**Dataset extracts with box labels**

● ● ●

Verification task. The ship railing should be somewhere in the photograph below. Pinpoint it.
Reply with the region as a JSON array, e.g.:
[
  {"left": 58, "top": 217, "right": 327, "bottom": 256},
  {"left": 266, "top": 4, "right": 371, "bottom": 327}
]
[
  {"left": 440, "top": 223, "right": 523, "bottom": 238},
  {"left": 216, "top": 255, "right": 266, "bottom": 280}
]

● ● ●

**What is expected**
Reproduce every one of the items above verbatim, without any alteration.

**Task result**
Verification task. The ship railing should be somewhere in the photograph below. Pinpoint it.
Reply with the region as a JSON array, e.g.:
[
  {"left": 58, "top": 217, "right": 327, "bottom": 256},
  {"left": 266, "top": 4, "right": 371, "bottom": 327}
]
[
  {"left": 440, "top": 223, "right": 523, "bottom": 238},
  {"left": 216, "top": 255, "right": 266, "bottom": 280}
]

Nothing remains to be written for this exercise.